Se todas as ciências são ciências do espaço, a poesia, fundação do espaço, deve ser a cons-ciência de seus acessos – e para isso o poeta deve pertencer a um fluxo ininterrupto de trânsito entre os topos, sem restrições impostas uns pelos outros. Falamos sempre de topos ontológicos, de uma geografia mais profunda que aquela calculada entre regiões politicamente delimitadas; uma biotecnologia da alma que se revela em estados de ser no mundo; todos autênticos e que devem ser respeitados e contemplados em suas diferenças. E é fato que até agora nós, poetas, perdemos muito tempo com questões menores, bloqueando os caminhos, emperrando o movimento e mantendo a poesia distante de sua urgência. Diante da escassez dos meios, nos preocupamos com a ocupação dos topos para dali dominar e excluir, criando mecanismos de defesa uns contra os outros e emperrando o movimento para uma realização poética plena. Há poetas, por exemplo, que fingem ignorar outros, enquanto elegem seus amigos para as resenhas e antologias e isso inibe o surgimento do novo, do surpreendente, da diferença; pior: dá margem a criação de gerações de poetas cínicos. Todos somos excluídos em alguma escala e não podemos – enquanto poetas – compactuar com qualquer forma de exclusão, seja por meio da institucionalização, do controle dos canais ou da reserva dos meios. Sim, somos, por natureza, diferentes! Sim, essa é a nossa maior identidade – a única permanência. A tensão entre fixos e fluxos do levantamento de nossa topologia, os erros ou acertos no título desta mesa, revelam-se aí.

(Material do exercício)
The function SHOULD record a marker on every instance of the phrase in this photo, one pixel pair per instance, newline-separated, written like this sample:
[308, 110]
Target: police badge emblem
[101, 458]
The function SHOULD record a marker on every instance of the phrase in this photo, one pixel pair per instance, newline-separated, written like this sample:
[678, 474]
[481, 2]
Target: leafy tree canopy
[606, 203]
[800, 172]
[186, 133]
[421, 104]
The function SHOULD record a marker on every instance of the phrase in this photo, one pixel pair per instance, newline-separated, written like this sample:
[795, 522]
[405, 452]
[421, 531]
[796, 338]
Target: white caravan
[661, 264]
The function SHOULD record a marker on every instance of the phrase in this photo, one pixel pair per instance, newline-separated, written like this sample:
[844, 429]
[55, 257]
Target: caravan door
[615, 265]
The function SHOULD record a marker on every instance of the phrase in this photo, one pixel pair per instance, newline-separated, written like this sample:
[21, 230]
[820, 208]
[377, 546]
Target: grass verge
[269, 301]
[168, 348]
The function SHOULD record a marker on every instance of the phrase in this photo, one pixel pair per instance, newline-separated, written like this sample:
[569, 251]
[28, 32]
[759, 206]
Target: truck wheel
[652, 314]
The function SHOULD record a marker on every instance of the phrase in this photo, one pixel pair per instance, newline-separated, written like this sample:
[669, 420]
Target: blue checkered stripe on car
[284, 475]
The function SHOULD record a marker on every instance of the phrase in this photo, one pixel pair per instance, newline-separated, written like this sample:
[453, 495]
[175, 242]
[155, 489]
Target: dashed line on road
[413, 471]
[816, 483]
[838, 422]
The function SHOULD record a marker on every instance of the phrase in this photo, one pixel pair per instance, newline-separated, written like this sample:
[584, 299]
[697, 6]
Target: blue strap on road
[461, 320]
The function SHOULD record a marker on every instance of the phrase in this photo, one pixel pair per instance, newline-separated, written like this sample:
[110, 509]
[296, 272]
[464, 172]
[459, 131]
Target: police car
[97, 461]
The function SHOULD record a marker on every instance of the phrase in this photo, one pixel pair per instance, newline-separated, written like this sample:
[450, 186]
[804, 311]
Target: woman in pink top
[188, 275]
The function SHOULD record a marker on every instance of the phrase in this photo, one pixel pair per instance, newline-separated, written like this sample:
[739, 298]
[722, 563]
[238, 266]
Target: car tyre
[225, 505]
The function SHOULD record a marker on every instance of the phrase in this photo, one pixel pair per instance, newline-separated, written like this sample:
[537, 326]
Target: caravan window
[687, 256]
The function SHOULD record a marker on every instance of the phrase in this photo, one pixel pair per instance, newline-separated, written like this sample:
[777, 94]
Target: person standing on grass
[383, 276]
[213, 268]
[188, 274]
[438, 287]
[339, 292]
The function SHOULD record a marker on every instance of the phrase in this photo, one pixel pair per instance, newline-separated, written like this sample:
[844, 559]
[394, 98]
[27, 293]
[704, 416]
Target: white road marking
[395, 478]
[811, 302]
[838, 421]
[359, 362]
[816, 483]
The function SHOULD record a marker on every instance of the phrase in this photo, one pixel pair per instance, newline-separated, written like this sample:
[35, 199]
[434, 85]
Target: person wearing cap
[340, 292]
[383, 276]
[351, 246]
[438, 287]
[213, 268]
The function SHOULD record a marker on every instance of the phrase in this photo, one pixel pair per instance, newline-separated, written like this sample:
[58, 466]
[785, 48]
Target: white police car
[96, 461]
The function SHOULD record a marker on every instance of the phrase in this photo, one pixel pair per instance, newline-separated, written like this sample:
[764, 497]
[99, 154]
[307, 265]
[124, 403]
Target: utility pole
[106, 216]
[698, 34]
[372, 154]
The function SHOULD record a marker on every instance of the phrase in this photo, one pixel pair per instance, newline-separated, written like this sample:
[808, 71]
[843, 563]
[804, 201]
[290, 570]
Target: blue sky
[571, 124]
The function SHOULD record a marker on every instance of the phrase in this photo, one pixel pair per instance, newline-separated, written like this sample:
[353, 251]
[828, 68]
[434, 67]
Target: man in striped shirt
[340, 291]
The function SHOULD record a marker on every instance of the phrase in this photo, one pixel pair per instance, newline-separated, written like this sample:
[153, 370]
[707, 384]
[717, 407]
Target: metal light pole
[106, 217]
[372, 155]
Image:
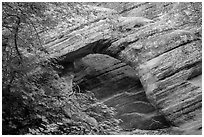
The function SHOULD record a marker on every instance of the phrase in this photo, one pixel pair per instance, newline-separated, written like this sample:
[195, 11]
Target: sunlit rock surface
[163, 48]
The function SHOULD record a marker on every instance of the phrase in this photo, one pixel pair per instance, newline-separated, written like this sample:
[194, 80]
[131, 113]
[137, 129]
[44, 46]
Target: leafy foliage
[35, 99]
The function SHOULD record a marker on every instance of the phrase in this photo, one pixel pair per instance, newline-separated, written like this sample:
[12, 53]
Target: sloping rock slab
[117, 85]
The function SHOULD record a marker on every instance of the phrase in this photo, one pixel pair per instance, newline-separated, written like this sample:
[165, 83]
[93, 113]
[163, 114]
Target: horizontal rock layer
[117, 85]
[163, 44]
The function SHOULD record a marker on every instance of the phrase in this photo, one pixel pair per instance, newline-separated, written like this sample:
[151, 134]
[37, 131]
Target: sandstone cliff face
[117, 85]
[162, 42]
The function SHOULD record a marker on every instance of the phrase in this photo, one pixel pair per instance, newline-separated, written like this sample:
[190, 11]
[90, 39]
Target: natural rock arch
[166, 54]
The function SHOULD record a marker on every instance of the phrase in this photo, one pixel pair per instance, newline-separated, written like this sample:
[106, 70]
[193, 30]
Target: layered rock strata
[164, 49]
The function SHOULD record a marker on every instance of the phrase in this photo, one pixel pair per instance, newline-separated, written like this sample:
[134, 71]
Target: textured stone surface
[117, 85]
[165, 51]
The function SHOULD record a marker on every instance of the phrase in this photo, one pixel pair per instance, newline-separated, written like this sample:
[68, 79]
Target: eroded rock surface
[164, 47]
[117, 85]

(O que fazer)
1. Responda, com base no texto sobre poesia e espaço:
(a) De que a poesia, fundação do espaço, deve ser a consciência?
(b) Quem alguns poetas elegem para as resenhas e antologias?
(c) O que o texto aponta como a nossa maior identidade?
2. Destaque cada linha dos registros que contenha a palavra "caravan".

(Respostas por tarefa)
1.
(a) Dos acessos do espaço.
(b) Seus amigos.
(c) O fato de sermos, por natureza, diferentes.

2.
Target: white caravan
Target: caravan door
Target: caravan window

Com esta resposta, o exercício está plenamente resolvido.